Problem to solve:
Start at the line containing "the reflected white" and copy every line word for word, ending with the line containing "806,413,841,438". Give those lines only.

*** Entries supplied

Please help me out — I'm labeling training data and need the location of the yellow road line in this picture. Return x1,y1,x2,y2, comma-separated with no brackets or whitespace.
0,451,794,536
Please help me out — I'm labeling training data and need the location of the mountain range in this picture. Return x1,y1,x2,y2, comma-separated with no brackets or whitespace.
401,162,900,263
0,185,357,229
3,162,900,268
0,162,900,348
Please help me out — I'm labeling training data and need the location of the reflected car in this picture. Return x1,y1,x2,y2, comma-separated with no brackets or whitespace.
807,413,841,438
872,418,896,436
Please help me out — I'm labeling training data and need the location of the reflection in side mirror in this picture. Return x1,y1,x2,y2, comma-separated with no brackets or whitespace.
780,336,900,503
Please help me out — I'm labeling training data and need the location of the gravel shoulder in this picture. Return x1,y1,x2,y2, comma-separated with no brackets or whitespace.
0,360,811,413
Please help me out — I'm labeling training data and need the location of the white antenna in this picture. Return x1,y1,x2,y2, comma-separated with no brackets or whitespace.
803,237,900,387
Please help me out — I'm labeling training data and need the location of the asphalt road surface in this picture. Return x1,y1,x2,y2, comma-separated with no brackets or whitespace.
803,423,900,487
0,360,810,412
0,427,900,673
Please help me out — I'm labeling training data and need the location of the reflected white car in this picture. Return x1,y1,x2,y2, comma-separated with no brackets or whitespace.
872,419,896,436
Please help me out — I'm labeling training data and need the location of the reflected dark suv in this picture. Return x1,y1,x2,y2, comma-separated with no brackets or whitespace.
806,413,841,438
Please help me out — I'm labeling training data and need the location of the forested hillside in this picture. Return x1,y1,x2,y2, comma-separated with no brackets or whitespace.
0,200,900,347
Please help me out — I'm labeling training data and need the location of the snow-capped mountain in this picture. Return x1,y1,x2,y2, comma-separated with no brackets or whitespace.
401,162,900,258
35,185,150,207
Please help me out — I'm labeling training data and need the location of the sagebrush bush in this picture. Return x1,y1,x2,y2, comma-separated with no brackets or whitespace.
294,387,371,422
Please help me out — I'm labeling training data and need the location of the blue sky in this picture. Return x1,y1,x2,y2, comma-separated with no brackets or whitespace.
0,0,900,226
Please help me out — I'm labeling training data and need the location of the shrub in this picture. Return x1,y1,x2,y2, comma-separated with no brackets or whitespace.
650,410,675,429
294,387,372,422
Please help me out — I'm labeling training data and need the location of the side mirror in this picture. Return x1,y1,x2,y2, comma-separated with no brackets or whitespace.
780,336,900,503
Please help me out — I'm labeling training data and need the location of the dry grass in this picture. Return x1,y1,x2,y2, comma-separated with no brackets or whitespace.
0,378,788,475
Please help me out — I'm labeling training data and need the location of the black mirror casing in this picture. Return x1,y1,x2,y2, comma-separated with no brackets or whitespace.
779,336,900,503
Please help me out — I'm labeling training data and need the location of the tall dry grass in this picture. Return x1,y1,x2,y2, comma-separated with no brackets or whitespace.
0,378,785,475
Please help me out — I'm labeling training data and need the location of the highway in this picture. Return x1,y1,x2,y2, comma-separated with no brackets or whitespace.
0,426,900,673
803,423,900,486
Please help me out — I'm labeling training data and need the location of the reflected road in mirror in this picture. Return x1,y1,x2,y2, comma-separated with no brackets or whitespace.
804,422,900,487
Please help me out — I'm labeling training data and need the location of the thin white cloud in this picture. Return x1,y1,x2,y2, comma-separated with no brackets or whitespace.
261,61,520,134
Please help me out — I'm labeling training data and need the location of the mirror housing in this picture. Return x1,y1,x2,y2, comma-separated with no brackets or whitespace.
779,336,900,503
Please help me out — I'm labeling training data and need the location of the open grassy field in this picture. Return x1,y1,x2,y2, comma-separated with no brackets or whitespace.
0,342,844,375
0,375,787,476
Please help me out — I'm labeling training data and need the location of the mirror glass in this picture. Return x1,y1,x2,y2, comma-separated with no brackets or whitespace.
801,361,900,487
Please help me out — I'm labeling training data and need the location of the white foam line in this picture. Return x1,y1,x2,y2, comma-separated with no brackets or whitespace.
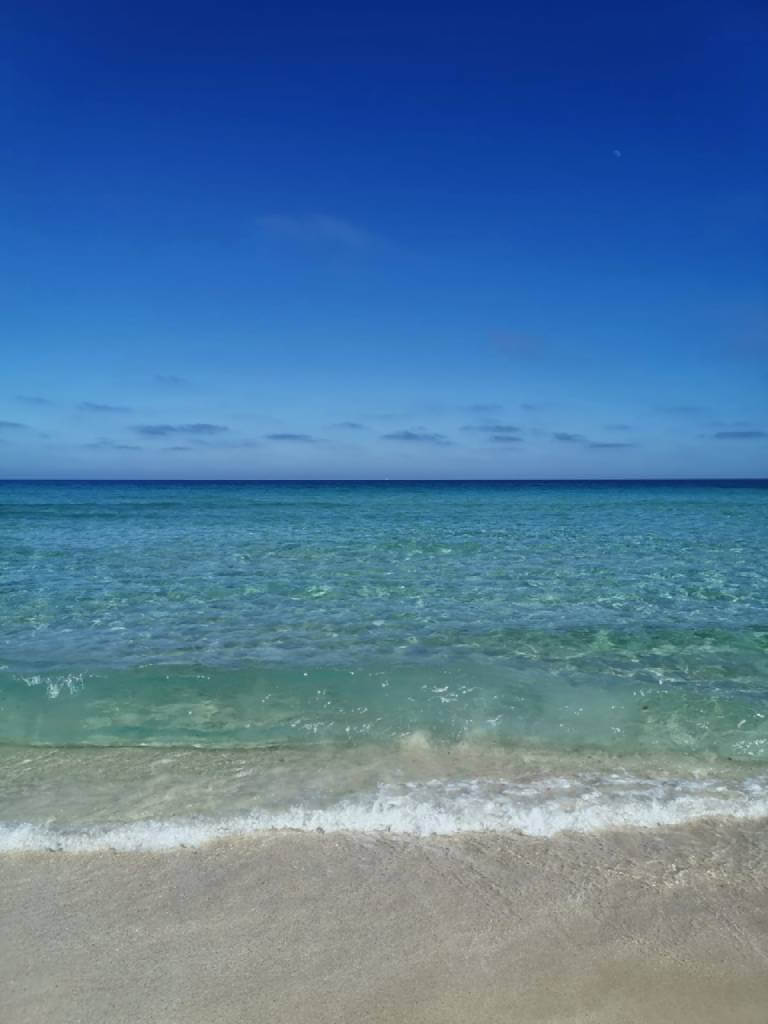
0,780,768,853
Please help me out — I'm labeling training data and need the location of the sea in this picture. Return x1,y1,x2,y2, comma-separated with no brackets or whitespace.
0,480,768,852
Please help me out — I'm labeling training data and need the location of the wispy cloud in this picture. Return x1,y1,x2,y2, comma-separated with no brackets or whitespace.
133,423,229,437
16,394,53,406
462,423,520,434
712,430,768,441
81,437,142,452
78,401,133,413
264,433,315,444
381,429,451,444
256,213,382,252
461,401,504,416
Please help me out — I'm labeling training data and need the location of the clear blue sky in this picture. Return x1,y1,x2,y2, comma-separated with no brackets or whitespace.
0,0,768,478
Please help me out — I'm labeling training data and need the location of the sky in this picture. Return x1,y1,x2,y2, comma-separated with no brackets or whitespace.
0,0,768,479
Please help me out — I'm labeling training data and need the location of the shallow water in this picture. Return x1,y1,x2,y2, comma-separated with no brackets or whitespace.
0,483,768,846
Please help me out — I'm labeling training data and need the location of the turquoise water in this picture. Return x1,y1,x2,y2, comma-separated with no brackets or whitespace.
0,482,768,847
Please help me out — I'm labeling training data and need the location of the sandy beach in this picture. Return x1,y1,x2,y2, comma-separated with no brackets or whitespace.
0,821,768,1024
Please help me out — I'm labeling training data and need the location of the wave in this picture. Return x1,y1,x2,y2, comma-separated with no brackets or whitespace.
0,775,768,853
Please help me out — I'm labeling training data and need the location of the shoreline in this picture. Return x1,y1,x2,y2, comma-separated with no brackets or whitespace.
0,819,768,1024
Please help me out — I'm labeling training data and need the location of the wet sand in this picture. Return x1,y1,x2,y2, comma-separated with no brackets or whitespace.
0,821,768,1024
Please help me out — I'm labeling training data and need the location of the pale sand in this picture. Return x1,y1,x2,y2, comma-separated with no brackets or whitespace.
0,821,768,1024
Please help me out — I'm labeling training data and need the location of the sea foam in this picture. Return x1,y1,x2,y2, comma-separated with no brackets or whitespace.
0,775,768,853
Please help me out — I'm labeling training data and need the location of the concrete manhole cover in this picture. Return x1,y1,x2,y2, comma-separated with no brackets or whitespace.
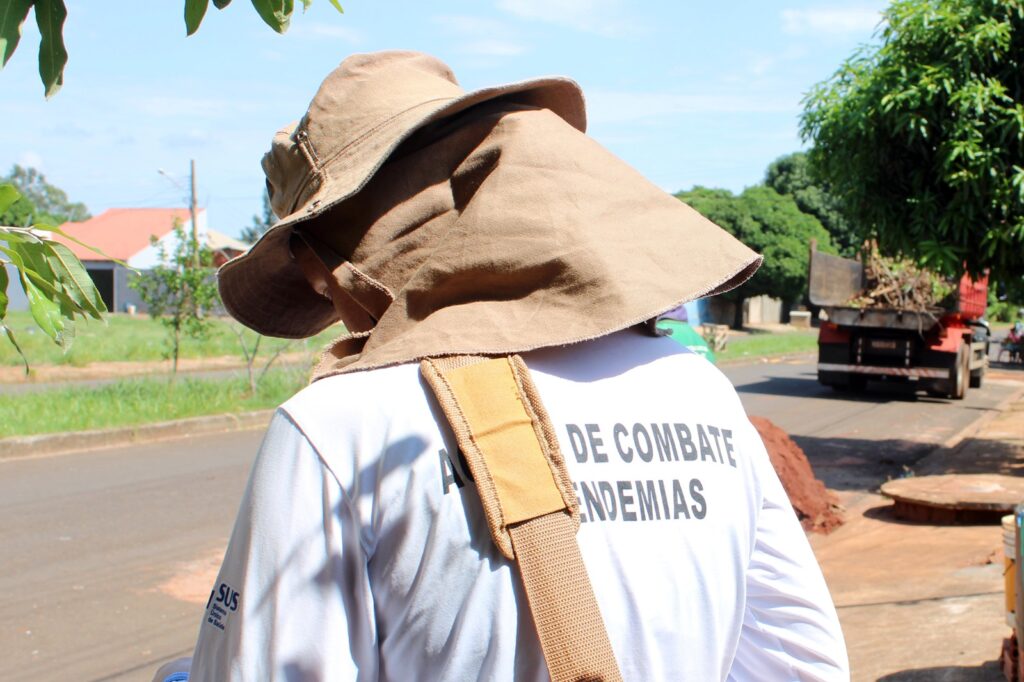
882,474,1024,523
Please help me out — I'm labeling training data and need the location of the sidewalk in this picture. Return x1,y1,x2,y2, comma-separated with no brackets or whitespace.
811,372,1024,682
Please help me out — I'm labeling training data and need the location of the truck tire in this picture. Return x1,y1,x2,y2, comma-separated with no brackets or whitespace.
926,344,971,400
952,343,971,400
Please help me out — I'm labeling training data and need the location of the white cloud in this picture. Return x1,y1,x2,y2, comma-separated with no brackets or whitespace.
748,45,808,78
782,7,882,36
587,90,800,123
132,95,234,118
431,14,511,36
498,0,639,37
459,40,526,56
431,15,527,57
293,22,366,45
17,150,43,171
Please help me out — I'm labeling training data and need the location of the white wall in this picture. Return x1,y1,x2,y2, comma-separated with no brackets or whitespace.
6,263,29,310
128,209,207,270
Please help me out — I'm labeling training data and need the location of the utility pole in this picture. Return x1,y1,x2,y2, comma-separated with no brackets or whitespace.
188,159,200,267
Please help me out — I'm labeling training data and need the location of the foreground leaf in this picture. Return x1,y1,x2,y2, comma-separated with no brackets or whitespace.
46,242,106,319
0,0,33,67
0,321,29,376
252,0,295,33
36,0,68,99
185,0,210,36
0,263,10,321
22,273,71,351
0,182,22,213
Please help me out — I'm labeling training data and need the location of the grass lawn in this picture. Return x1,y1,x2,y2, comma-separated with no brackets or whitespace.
0,312,343,367
715,329,818,363
0,368,308,437
0,323,817,437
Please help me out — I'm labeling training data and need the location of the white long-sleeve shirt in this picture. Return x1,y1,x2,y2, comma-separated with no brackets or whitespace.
190,331,849,682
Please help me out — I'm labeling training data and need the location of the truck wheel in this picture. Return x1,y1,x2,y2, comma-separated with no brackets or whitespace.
949,344,971,400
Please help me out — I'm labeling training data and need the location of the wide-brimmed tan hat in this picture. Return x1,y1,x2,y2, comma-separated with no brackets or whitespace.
218,51,587,338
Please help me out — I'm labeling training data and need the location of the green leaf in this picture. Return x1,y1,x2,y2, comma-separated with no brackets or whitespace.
36,0,68,99
252,0,295,33
32,223,135,270
0,322,29,376
185,0,210,36
0,263,10,321
0,182,22,213
0,0,33,67
22,272,71,350
46,242,106,319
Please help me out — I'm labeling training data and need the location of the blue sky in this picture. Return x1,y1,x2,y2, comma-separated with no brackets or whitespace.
0,0,886,235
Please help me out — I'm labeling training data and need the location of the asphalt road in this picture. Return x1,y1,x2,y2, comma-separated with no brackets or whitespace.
724,359,1024,489
0,361,1014,682
0,432,262,682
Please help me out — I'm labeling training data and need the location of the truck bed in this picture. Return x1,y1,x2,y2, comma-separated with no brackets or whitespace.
825,306,943,334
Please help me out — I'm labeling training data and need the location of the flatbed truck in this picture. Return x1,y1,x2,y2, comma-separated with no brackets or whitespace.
809,246,989,399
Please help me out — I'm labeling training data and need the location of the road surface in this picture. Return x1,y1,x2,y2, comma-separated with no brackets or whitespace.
0,361,1016,682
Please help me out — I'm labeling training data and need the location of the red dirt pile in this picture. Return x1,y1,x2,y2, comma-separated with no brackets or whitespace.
751,417,843,534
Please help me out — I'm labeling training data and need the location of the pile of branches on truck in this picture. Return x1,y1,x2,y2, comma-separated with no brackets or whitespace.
846,245,956,312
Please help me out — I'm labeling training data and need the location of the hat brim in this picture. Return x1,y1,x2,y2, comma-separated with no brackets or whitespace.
217,77,587,339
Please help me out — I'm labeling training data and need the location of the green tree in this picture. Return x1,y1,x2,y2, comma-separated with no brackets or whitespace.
765,152,863,256
676,185,835,326
240,189,278,244
0,164,91,225
130,222,217,376
0,0,342,97
801,0,1024,281
0,183,106,374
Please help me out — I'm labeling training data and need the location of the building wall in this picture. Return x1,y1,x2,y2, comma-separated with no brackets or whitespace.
114,265,150,313
128,211,207,270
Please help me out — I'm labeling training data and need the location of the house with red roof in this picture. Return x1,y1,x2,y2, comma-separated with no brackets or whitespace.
8,208,248,312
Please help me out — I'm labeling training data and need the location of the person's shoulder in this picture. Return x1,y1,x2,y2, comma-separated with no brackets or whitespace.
282,363,423,419
525,328,735,394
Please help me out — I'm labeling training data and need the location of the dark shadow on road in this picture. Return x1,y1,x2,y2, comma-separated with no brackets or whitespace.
878,660,1006,682
915,438,1024,476
791,435,936,491
791,435,1024,491
736,373,948,404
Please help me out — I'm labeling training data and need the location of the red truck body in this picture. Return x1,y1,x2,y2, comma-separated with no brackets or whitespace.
810,251,988,398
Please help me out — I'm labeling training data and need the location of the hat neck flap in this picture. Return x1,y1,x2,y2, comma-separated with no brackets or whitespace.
301,102,761,380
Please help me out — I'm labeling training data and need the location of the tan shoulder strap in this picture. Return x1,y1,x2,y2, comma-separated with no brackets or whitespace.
420,355,622,682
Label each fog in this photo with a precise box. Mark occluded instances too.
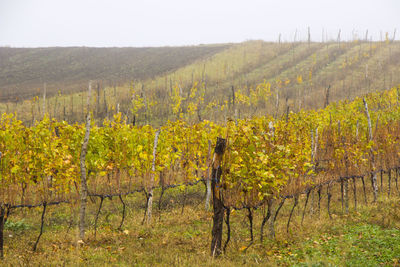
[0,0,400,47]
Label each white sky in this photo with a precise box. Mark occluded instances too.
[0,0,400,47]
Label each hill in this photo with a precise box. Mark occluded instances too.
[0,45,229,101]
[0,40,400,125]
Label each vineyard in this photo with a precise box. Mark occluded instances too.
[0,40,400,127]
[0,82,400,264]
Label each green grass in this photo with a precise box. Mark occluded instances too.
[2,186,400,266]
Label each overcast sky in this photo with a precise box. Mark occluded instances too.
[0,0,400,47]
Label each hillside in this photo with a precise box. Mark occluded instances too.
[0,40,400,125]
[0,45,229,101]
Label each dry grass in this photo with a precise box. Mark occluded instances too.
[2,181,400,266]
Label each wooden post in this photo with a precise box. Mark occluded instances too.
[363,98,378,202]
[205,140,211,210]
[42,83,46,117]
[211,137,226,257]
[0,205,6,259]
[147,130,161,224]
[79,81,92,240]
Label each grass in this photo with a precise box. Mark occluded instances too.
[2,184,400,266]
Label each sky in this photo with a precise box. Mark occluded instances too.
[0,0,400,47]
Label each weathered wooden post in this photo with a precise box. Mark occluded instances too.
[211,137,226,257]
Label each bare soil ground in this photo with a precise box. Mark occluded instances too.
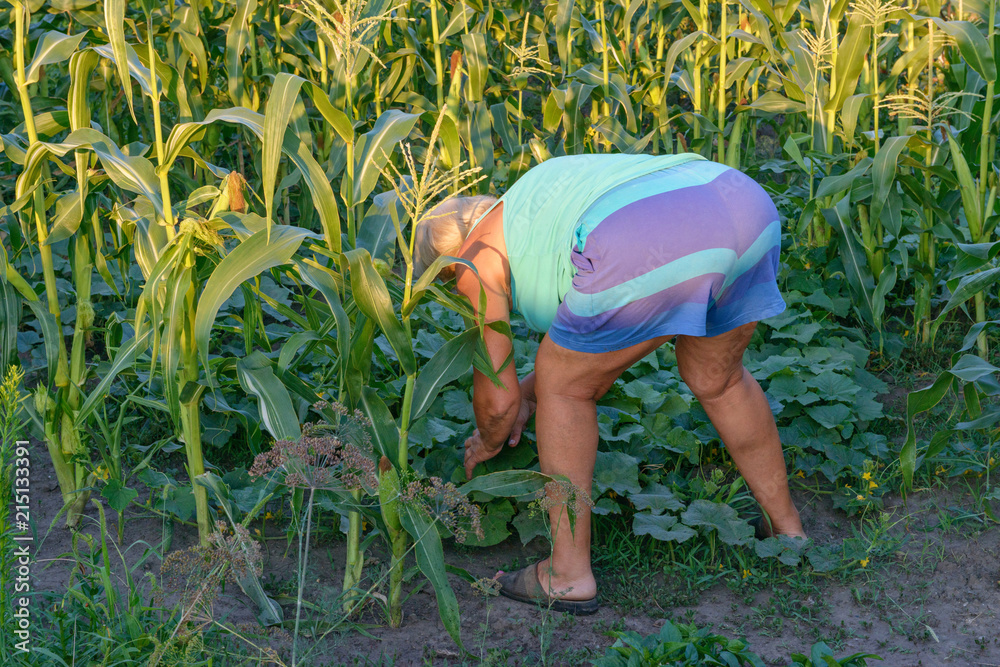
[23,442,1000,667]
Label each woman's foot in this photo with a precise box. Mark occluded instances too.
[749,513,809,540]
[497,561,600,616]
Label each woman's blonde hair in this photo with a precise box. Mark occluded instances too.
[413,195,497,276]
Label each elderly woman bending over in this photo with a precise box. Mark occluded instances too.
[416,154,804,614]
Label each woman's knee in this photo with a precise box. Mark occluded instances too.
[677,358,744,403]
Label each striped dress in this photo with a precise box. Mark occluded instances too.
[480,156,785,352]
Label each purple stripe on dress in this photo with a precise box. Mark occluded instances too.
[571,170,778,294]
[548,282,785,352]
[556,247,779,334]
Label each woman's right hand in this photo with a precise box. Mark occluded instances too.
[507,373,538,447]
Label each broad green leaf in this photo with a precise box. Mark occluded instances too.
[594,451,642,498]
[399,504,462,648]
[806,403,853,428]
[748,90,806,113]
[462,32,489,102]
[555,0,576,76]
[823,196,875,321]
[0,279,21,368]
[341,109,420,205]
[344,248,417,375]
[816,158,872,199]
[43,190,83,245]
[937,267,1000,322]
[104,0,136,121]
[236,352,302,441]
[410,327,479,421]
[947,354,1000,382]
[871,135,910,221]
[948,134,983,243]
[101,479,139,514]
[681,499,753,544]
[15,128,163,215]
[306,82,354,144]
[24,30,87,83]
[194,225,310,368]
[227,0,257,107]
[899,371,955,489]
[358,387,399,466]
[465,500,514,547]
[91,44,163,97]
[933,18,997,82]
[76,329,151,424]
[261,72,305,230]
[25,301,62,383]
[292,259,351,366]
[632,512,698,543]
[629,484,684,512]
[163,108,340,253]
[66,49,100,130]
[872,264,896,331]
[458,470,553,501]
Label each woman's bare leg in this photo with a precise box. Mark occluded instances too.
[535,337,669,600]
[676,322,805,537]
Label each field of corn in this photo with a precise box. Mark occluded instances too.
[0,0,1000,666]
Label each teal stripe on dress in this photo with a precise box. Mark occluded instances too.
[576,160,730,250]
[565,220,781,317]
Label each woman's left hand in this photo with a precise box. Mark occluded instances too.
[465,429,503,479]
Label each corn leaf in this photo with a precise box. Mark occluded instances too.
[76,329,150,424]
[399,503,464,650]
[824,12,872,111]
[348,109,419,206]
[822,195,875,322]
[226,0,257,107]
[194,225,310,368]
[0,279,21,368]
[934,18,997,81]
[344,248,417,375]
[24,30,87,83]
[410,327,479,422]
[462,32,489,102]
[261,72,305,232]
[163,107,340,253]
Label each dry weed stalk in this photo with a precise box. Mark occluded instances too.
[381,107,486,266]
[285,0,409,78]
[147,521,266,667]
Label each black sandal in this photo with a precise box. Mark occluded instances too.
[747,516,774,540]
[497,563,600,616]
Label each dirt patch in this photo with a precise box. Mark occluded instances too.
[21,442,1000,667]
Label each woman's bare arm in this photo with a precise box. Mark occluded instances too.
[456,205,521,476]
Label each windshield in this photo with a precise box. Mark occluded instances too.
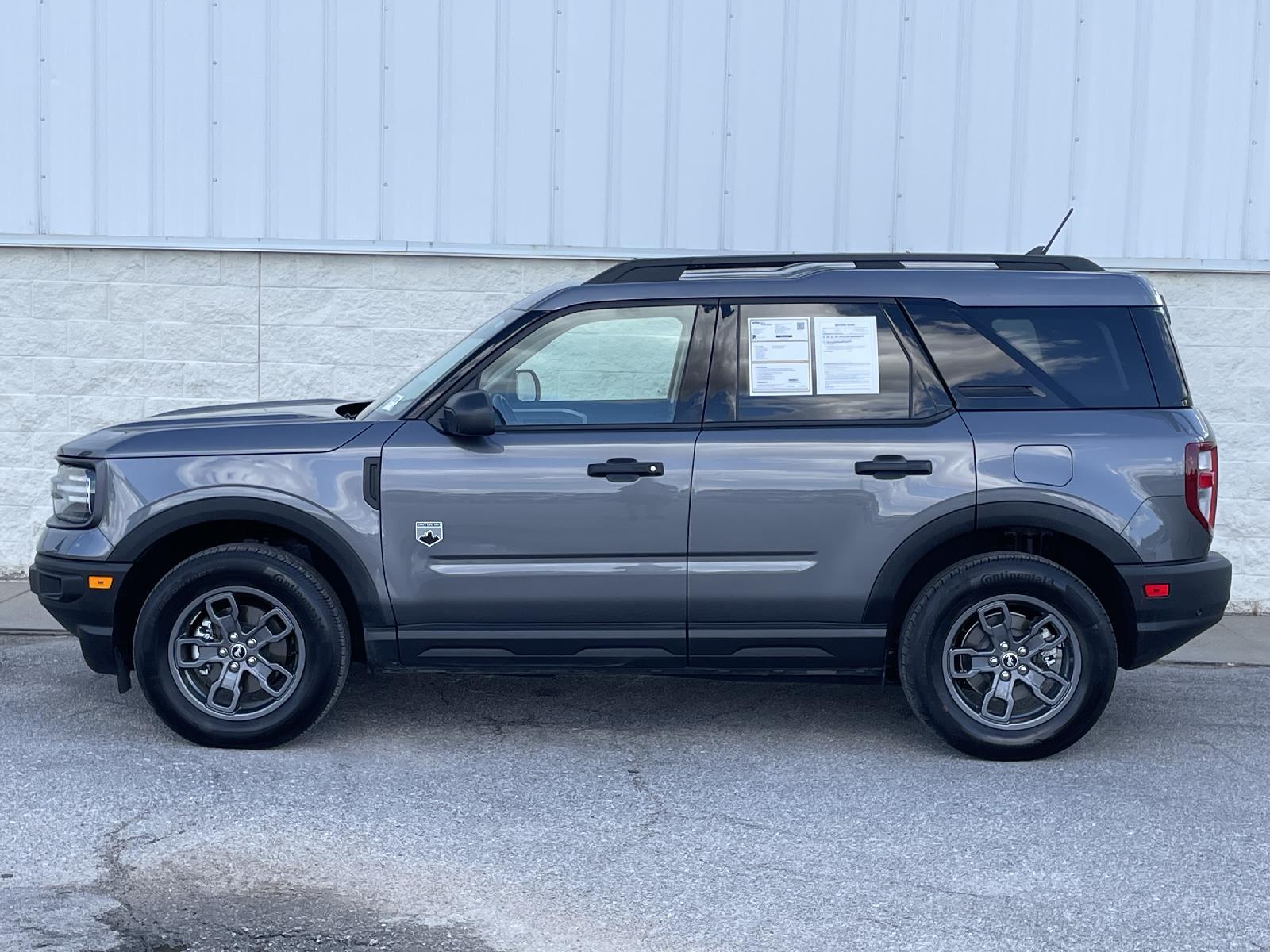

******

Answer to the problem:
Please help me out — I'm labeling training data and need the location of the reflected white car in this picture. Return x1,y1,x2,y2, comma-separated with no brackets or whitespace.
872,419,896,436
Please help me out — I'm labeling training data and need the location of the reflected dark suv in this picture. Return x1,y1,x2,y2, comma-separated with no brackets or whitespace.
806,413,841,438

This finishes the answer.